= Exercise goal =
Transcribe the material below word for word and leave out the pictures.

= Exercise inputs =
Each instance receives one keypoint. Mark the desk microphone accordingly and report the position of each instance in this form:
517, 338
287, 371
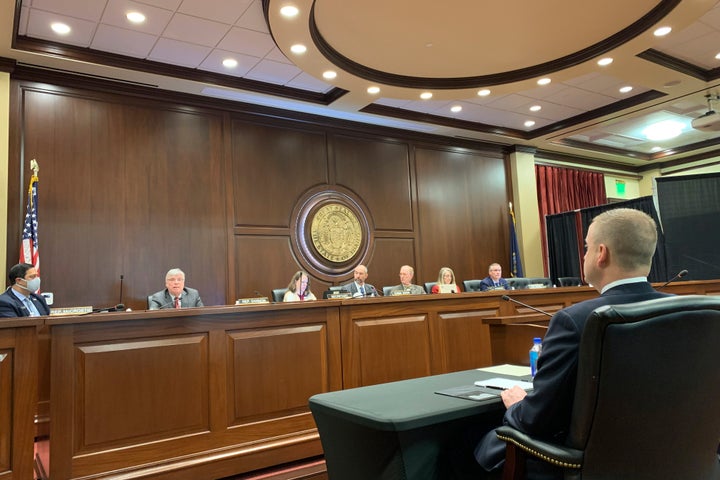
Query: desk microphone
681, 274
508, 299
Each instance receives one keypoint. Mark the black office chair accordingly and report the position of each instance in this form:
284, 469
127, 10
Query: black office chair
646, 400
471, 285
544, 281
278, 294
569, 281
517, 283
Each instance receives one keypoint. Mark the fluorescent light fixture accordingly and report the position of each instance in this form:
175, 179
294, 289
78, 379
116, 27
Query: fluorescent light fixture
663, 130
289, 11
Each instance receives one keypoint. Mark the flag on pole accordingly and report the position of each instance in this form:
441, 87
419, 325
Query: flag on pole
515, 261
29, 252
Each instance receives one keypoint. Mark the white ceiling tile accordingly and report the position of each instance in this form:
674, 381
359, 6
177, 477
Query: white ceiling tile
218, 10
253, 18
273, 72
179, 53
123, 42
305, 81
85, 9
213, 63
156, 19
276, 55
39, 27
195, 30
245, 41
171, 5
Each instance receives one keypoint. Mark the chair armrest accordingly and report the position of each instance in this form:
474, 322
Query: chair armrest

= Completed task =
Each instance receives one keypoint. Mark the desk microphone accordingly and report the position of each instance in this form:
517, 338
287, 371
Query: desk microphone
681, 274
508, 299
Each instance receives one keypoint. Mark the black office chair accordingly and report the position of each instance in this form:
284, 469
127, 10
Query: black office chair
646, 400
471, 285
544, 281
278, 294
569, 281
517, 283
Each instance receives one keypoint. Mark the fluorescent light fixture accordingly and report the position of each instance in this form:
175, 179
294, 289
78, 379
116, 27
Query: fluorescent light fixture
663, 130
289, 11
Each instance receives one keypoint. Mark the flag on pole accordingly and report the position of each instance in this form:
441, 87
419, 325
Query: flag on pole
515, 261
29, 252
Each instance receives one keypoint. Mark the white ceiling tile accordingly and report the position of each instance in this form:
674, 381
359, 6
177, 477
Query: white ceiling tile
218, 10
253, 18
273, 72
179, 53
123, 42
305, 81
85, 9
213, 63
156, 19
276, 55
39, 27
195, 30
245, 41
171, 5
Each instance receives one keypoint. Mark the chair armrest accordingly and report the position of each instance in this form:
474, 322
Query: chair armrest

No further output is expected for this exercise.